CHAPTER SUMMARY

Firewalls are essential to maintaining security, such as supporting valid communications and blocking malicious traffic. However, firewalls are often more than just simple filtering tools. The standard and enhanced features of firewall products require knowledge and skill if these are to be securely deployed.

This chapter discussed building firewall rules, ordering rule sets, understanding what to block, dealing with the limitations of firewalls, maintaining high-speed network performance with a firewall, managing encryption across a firewall, evaluating firewall enhancements, and handling firewall management interfaces.

KEY CONCEPTS AND TERMS

CHAPTER 8 ASSESSMENT

  1. Which of the following firewall rule guidelines is most important?
    1. Include every possible address and port in a rule within the set to ensure that an explicit callout exists for every type of communication.
    2. Place explicit Deny rules for individual systems before explicit Allow rules for ranges that include those individual systems.
    3. Place universal Allow rules for individual systems before universal Deny rules for systems in that range.
    4. Include all specific denials for known malicious remote control tools after explicit Allow rules.

■ **EXERCISE INSTRUCTIONS**
**a.** Copy the firewall chapter summary word for word from "1. Which of" to "type of communication.".
**b.** According to the firewall chapter summary, what do the standard and enhanced features of firewall products require in order to be securely deployed?

■ **RAW DATA**
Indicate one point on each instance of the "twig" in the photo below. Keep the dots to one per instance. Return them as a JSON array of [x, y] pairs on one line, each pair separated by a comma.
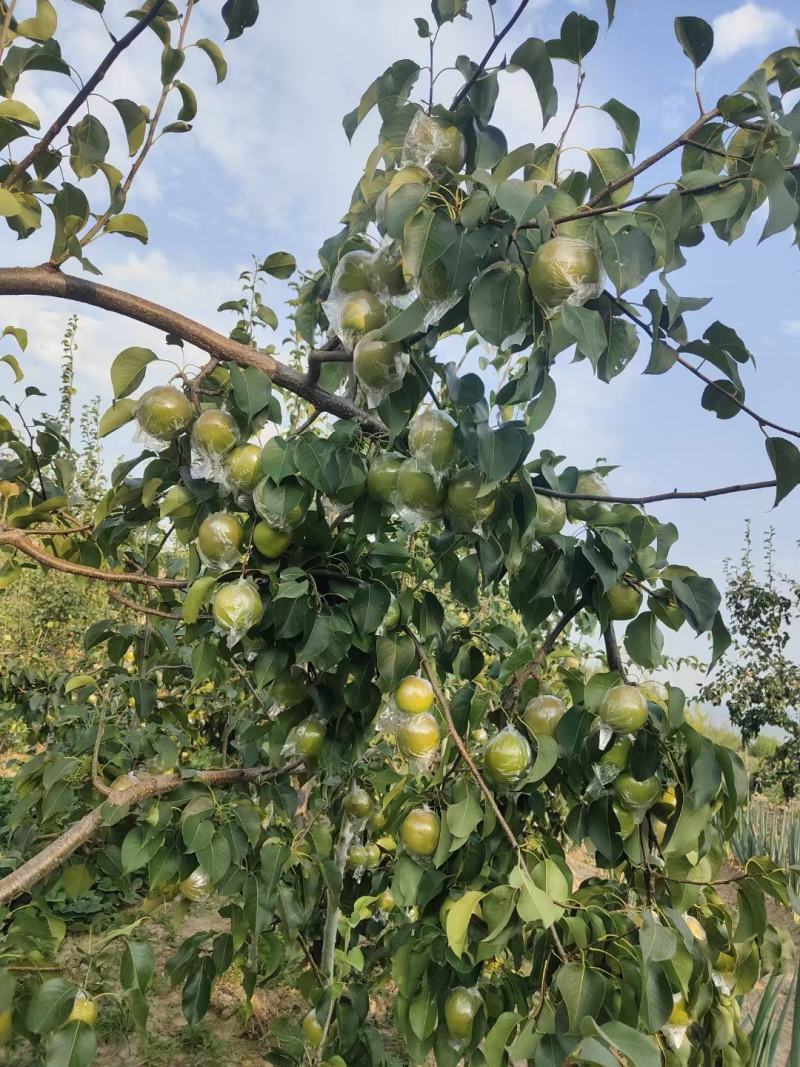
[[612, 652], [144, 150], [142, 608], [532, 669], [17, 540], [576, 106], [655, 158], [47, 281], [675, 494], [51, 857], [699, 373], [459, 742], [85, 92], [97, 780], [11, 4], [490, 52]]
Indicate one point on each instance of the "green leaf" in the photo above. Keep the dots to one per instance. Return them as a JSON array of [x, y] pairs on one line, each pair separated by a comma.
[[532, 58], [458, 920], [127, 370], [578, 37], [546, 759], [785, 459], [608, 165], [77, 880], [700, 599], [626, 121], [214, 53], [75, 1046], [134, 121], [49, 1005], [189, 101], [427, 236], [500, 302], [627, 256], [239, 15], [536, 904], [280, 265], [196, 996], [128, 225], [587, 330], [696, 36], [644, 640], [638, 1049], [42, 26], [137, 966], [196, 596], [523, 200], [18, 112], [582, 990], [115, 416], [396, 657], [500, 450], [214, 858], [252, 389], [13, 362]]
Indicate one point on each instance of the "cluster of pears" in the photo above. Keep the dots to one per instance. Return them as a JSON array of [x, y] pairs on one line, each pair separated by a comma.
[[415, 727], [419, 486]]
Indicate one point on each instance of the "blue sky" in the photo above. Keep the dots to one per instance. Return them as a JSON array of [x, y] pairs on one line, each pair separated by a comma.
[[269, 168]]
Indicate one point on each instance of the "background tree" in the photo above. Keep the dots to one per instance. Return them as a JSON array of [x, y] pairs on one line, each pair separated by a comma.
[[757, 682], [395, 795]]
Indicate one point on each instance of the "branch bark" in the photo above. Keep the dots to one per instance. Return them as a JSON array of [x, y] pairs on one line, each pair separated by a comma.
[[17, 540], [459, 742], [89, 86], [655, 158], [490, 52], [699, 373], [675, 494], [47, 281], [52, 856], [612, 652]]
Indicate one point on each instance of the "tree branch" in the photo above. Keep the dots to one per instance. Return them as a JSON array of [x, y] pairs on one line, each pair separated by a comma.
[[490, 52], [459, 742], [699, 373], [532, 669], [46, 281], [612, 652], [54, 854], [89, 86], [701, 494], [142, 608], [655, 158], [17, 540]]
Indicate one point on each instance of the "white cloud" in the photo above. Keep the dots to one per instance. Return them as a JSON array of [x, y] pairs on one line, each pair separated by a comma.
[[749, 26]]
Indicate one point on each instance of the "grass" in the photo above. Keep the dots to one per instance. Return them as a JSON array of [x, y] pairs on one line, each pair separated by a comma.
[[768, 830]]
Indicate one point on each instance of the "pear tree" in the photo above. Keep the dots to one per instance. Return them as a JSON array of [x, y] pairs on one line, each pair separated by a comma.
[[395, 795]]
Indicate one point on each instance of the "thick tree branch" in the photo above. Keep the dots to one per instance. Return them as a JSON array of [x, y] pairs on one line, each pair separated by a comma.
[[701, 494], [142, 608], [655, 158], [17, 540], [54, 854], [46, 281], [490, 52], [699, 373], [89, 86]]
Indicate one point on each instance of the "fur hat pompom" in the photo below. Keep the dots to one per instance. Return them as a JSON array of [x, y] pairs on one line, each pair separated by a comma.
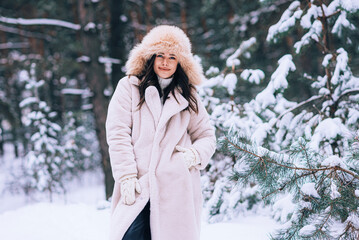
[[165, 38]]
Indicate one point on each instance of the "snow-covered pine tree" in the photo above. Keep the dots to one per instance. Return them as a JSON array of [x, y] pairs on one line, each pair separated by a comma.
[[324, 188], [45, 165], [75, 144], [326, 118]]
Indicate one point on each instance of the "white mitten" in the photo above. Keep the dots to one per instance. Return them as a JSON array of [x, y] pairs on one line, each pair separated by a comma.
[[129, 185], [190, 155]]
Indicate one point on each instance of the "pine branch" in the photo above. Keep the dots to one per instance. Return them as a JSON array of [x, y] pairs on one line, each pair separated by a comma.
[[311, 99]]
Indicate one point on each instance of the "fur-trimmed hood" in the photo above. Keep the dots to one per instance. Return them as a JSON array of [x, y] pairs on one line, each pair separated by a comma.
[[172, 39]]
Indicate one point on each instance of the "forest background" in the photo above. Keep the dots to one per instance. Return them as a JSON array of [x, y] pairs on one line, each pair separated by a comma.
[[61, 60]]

■ **SOLUTIONS PER TASK**
**a.**
1. Which of the following firewall rule guidelines is most important?
    1. Include every possible address and port in a rule within the set to ensure that an explicit callout exists for every type of communication.

**b.** They require knowledge and skill.